■ Task statement: For each statement, answer yes or no on whether it agrees with the passage on retirement spending, quoting the deciding words of the passage: 1. One writer's retirement budget doubles spending to allow for extensive travel. 2. The writer describing 12 years of expenses is already on Medicare. 3. Retirement has cut one writer's spending on gas.

■ Given passage:
I'm not retired yet. Working, I save ~48% of my total pre-tax income. My budget in retirement assumes the same level of spending for necessities, but has me doubling my spending to allow for extensive travel! The big wildcard is health care, with unknown changes to the ACA and Medicare.
 
In my 12 years, expenses have steadily increased but not too much. Health insurance is the biggest factor (self insured, no medicare yet), but I suspect there is a bit of inflation in there too.

My expenses are starting to increase a little more, as I've decided to spend a little more now. If all goes well, I'll do the same as years go by and I feel more comfortable doing so.
 
I thought I would spend about what I spent when I was working except for taxes, health insurance, and gas.

I thought taxes would drop to zero. They did.

I thought health insurance would be manageable with the ACA, and if something happened to the ACA I'd manage somehow, especially since my kids will hopefully drop off my policy at some point in the next decade. So far, so good.

I figured I'd spend less on gas for my car, since I wouldn't be commuting to work. I did stop commuting, but I've been driving around more than when I was working, I guess because I have time to drive places other than work. Also, my parents gave me their car when they stopped driving, and it a better car but gets worse gas mileage than my old car did. Not a big deal in the grand scheme of things, but it has been the only negative surprise on the spending front for me.

■ Material supplied:

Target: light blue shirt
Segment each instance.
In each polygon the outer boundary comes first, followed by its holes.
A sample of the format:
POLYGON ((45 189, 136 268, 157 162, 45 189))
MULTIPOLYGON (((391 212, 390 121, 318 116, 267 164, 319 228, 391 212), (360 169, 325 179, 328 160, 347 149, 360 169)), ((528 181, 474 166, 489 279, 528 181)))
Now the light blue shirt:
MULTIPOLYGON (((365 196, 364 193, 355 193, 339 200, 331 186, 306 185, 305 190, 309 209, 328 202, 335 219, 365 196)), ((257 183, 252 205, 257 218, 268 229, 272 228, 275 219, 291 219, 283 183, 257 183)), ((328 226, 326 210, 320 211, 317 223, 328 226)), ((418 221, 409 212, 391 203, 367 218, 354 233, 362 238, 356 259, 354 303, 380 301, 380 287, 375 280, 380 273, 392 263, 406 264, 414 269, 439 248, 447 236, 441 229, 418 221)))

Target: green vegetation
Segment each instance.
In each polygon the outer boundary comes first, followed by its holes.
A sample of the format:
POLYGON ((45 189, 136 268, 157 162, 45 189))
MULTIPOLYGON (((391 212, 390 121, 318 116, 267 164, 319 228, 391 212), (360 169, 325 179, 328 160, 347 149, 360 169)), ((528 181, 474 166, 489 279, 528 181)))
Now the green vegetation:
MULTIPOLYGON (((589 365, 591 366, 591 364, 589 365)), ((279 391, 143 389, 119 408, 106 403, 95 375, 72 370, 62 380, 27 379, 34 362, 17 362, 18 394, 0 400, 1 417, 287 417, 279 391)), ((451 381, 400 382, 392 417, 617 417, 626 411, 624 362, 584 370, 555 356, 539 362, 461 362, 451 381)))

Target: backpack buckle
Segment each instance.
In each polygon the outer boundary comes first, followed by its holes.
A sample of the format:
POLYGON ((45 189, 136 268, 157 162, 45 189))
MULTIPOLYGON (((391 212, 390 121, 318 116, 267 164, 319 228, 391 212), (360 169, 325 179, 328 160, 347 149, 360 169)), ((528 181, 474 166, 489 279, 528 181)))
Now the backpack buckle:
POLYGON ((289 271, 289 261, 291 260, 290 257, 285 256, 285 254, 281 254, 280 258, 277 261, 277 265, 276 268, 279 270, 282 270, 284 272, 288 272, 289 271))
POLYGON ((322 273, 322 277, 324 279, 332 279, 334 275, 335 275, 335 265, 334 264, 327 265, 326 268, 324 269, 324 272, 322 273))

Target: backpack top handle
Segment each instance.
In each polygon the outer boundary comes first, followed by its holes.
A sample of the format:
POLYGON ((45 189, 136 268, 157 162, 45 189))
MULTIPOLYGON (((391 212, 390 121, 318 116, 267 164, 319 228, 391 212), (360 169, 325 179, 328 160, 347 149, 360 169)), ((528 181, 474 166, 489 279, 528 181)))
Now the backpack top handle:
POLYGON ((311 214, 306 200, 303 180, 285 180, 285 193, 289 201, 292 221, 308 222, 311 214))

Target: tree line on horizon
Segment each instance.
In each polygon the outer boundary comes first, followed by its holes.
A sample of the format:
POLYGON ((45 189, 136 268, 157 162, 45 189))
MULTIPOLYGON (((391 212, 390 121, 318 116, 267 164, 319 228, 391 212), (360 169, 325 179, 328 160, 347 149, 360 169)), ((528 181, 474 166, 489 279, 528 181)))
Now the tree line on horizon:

■ Output for this exercise:
1. Yes: "has me doubling my spending to allow for extensive travel"
2. No: "self insured, no medicare yet"
3. No: "I've been driving around more than when I was working"